> GIVEN TASK:
Report each line below that contains the string "front", matching case exactly.

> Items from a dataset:
** begin **
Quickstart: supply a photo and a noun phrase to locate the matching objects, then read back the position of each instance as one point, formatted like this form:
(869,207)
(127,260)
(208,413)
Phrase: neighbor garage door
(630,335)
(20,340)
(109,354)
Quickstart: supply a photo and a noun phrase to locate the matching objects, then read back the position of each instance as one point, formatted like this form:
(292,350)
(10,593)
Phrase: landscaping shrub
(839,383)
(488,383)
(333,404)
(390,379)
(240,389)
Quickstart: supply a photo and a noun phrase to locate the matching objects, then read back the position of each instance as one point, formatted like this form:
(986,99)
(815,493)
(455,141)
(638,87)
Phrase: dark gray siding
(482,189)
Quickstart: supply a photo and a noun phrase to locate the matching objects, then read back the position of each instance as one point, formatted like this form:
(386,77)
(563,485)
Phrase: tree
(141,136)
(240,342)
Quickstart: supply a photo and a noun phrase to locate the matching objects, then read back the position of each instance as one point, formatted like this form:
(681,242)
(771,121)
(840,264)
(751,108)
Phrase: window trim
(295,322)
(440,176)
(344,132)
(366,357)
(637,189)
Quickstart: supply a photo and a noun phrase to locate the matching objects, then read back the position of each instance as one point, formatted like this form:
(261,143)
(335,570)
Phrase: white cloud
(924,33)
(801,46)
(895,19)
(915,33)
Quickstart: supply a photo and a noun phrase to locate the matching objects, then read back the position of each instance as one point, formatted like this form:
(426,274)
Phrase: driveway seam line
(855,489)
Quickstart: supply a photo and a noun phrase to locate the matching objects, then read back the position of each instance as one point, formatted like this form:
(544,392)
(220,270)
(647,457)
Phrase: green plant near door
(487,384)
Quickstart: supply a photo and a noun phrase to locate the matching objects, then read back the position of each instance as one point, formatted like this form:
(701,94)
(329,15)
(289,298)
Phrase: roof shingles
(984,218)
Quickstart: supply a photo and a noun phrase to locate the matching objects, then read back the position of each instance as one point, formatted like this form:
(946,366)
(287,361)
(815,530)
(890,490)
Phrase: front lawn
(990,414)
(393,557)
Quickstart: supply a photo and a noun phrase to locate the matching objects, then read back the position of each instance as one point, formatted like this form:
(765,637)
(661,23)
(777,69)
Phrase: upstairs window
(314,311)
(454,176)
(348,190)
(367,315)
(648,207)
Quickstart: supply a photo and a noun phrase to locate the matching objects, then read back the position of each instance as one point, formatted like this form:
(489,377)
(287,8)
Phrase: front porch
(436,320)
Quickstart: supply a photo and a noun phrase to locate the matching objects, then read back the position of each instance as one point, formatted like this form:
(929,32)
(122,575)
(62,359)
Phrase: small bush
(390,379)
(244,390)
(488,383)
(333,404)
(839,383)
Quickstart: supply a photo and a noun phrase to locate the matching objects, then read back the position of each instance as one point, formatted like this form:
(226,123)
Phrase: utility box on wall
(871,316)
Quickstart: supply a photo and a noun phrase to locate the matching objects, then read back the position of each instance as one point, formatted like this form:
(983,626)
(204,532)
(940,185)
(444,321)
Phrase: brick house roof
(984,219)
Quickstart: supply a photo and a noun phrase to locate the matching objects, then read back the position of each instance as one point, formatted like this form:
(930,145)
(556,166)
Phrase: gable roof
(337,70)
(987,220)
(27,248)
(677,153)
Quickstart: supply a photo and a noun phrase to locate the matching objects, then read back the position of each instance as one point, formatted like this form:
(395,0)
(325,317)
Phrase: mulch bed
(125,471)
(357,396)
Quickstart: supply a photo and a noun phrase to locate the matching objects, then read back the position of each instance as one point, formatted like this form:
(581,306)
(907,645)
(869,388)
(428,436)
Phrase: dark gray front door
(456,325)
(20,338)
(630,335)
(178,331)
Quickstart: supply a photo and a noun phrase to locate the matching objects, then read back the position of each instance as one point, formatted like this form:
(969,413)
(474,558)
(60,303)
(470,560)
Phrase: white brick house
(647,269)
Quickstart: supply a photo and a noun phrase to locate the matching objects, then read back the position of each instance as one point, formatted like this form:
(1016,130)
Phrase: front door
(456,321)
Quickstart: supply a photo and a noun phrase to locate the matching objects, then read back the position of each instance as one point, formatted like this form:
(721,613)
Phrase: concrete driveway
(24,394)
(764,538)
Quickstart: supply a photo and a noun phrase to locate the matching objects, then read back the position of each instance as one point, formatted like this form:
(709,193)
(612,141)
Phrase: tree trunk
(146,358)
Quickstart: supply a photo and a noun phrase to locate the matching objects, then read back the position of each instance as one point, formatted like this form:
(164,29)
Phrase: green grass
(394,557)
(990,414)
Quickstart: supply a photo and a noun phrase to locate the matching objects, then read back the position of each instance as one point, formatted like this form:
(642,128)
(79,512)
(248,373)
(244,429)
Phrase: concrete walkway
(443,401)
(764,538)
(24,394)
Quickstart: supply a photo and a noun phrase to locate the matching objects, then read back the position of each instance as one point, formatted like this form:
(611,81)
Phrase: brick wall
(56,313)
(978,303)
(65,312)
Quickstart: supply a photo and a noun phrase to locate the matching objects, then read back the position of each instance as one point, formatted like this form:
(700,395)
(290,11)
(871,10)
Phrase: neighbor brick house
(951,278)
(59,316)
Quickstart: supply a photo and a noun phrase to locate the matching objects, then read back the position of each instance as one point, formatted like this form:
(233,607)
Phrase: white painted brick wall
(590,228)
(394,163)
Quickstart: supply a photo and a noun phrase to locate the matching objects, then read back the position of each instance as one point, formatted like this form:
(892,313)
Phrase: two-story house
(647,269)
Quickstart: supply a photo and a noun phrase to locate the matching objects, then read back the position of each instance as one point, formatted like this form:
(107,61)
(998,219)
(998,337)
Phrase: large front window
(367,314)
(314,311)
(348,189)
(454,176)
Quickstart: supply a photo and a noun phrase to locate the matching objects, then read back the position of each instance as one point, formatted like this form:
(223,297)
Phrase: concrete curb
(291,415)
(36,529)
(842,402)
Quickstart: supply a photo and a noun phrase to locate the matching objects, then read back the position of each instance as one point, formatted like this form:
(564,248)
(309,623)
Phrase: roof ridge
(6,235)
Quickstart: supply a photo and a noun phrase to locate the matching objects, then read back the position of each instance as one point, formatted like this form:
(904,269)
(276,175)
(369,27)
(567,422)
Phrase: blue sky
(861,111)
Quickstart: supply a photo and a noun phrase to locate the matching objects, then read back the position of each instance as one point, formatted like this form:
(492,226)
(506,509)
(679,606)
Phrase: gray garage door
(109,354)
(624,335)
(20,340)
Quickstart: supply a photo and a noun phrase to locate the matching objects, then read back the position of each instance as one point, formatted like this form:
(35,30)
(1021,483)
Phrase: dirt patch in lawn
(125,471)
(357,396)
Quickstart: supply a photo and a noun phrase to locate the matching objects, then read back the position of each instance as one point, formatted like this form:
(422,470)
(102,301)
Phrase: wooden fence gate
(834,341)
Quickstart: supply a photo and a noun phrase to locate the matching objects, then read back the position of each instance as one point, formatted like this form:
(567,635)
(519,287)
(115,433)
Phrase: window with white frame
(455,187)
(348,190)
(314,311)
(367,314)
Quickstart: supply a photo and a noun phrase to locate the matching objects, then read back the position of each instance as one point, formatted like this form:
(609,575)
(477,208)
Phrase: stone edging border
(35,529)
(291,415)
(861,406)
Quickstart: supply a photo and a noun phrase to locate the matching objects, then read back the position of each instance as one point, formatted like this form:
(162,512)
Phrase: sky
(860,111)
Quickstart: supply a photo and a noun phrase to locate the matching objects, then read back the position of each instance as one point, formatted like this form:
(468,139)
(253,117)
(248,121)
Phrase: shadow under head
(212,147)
** end **
> SOLUTION FOR THIS EXERCISE:
Phrase: front lawn
Phrase: front porch
Phrase: dark gray front door
Phrase: front door
Phrase: large front window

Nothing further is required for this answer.